━━━━━ DATA ━━━━━

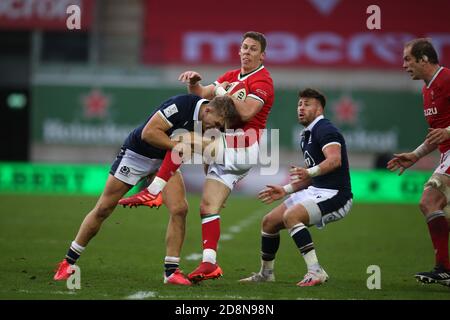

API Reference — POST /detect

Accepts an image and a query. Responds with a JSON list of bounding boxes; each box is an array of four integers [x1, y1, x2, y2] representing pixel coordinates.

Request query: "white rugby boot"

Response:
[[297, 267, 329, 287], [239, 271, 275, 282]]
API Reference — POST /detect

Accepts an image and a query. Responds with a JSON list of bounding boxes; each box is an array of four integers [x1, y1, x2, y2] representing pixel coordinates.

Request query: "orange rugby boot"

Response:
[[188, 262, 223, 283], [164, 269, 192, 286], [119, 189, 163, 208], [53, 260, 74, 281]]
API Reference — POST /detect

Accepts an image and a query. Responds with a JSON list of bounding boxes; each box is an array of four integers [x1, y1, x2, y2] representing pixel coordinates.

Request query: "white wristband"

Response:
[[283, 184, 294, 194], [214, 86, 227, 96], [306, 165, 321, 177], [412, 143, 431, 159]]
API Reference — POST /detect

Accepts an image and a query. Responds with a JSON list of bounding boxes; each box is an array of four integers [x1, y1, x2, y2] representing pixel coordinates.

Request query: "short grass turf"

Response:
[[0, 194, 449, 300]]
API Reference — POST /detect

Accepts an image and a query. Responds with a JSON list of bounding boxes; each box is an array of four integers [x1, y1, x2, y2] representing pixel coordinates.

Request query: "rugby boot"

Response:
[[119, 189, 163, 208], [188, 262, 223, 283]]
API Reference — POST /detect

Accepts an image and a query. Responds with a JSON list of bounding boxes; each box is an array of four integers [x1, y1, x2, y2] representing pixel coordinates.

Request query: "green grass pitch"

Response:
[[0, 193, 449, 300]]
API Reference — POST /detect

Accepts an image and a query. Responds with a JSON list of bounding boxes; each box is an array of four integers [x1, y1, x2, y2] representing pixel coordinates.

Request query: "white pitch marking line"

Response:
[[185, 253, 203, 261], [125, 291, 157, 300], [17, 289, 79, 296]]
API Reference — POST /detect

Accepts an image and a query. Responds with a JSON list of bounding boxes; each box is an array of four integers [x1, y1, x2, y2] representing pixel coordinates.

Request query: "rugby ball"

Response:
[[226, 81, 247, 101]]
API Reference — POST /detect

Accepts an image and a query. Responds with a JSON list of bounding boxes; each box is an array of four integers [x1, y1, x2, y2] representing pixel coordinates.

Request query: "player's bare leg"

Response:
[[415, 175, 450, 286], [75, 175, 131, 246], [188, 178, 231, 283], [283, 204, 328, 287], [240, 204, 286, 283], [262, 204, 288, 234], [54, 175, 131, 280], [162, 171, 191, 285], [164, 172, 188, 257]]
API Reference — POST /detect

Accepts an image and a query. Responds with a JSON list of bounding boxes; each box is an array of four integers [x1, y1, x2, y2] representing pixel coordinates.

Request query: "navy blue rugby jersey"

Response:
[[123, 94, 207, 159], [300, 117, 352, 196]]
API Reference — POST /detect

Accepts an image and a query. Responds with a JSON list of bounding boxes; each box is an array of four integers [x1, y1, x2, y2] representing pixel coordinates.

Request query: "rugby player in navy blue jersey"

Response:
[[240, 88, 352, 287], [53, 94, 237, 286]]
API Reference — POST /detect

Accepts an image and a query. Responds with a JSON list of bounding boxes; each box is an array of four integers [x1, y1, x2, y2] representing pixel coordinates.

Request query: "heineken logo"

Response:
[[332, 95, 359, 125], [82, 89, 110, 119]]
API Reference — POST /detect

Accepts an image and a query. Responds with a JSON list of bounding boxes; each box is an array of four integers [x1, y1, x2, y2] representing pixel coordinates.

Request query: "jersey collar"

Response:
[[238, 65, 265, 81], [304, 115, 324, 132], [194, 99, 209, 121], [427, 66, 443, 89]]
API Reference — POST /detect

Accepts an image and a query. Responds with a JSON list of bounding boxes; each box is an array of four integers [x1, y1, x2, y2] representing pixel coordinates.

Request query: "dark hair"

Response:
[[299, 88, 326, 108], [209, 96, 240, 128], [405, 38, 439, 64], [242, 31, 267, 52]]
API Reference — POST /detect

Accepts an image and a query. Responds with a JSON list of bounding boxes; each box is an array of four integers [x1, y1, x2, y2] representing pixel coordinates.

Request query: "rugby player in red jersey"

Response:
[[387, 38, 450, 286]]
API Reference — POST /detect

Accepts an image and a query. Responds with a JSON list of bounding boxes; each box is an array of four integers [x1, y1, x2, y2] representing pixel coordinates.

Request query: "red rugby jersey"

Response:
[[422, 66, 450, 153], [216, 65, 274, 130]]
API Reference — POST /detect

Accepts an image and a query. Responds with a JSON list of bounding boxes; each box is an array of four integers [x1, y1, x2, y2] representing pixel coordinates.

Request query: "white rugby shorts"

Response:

━━━━━

• _ASSIGNMENT_
Read the material above and copy out each line holding "pitch".

• _OUTPUT OF THE EXERCISE_
Request query: "green grass pitch"
Request query: "white pitch marking line"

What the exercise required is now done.